### [PASSAGE PROVIDED]
As reported on The Verge.

By Aaron Souppouris

Speaking with Dezeen about his new range of glasses, renowned designer Marc Newson took some time out to throw some serious shade at Google Glass. Although Newson, whose diverse designs have spanned products, furniture, aircraft interiors, and fashion, feels that wearable technologies are the future, he is whole-heartedly against Google’s idea of what that future will look like. “What Google have done thus far, I wouldn’t be seen dead wearing. It looks pretty stupid.”

 

“IT’S A LITTLE BIT LIKE THAT WONDERFUL INVENTION CALLED THE SEGWAY.”

Newson goes on to compare to another impressive piece of technology that failed to catch on: the Segway. “It’s a little bit like that wonderful invention called the Segway. It’s such a fantastic piece of technology but you just look like a complete dick when you drive around on it … That’s where the bridge to the world of fashion really doesn’t, or didn’t, work. That’s precisely the moment when I think the fashion world laughs at the world of industrial design, justifiably.”

The designer believes the fashion and industrial design worlds can learn a lot from each other. “Frankly speaking, the design industry is really pathetic in terms of how it approaches manufacturing and how it brings things to market.” Newson goes onto explain that product designers could benefit from fashion’s efficiency in bringing designs to the masses with “extraordinary efficiency,” while fashion should adopt industrial design’s material technologies and processes. “I do feel there’s an enormous territory that they both share, that they should both embrace, but I agree that there is this real trepidation on both sides to broach that ground.”

### [DATA SECTION]

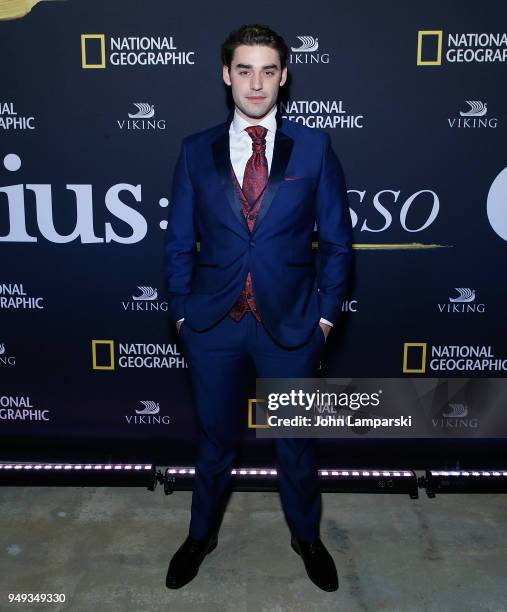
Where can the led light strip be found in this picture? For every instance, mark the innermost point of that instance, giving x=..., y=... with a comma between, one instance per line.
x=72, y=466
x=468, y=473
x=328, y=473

---

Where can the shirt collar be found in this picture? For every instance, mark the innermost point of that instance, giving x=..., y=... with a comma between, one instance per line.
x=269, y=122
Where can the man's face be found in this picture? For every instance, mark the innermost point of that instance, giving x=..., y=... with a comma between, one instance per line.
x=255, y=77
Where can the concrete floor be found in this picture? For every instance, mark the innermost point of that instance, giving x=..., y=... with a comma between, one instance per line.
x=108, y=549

### [GIVEN PROBLEM]
Write the next part of the article on Marc Newson's criticism of Google Glass, picking up after its final sentence.

### [ANSWER FOR THE TASK]
Despite Newson’s comments, the fashion industry has shown a great deal of interest in wearables and smart fabrics. Google Glass has featured in Vogue covershoots and also went behind the scenes at New York Fashion Week, and up-and-coming designers like Asher Levine have embraced all manner of sensors and fabrics. Tech companies, for their part, have also made moves towards fashion. Samsung’s first smartwatch came not from its mobile phone division, but from a multi-disciplinary outfit that employs architects, designers, scientists, and other creatives side-by-side — a “think tank”-like setup that Google pioneered with its Creative Lab. Apple too appears to understand the importance of hiring people with a diverse range of skills. It notably appointed a pair of executives that formerly ran Burberry and Yves-Saint Laurent in the lead-up to an expected launch of its first wearable.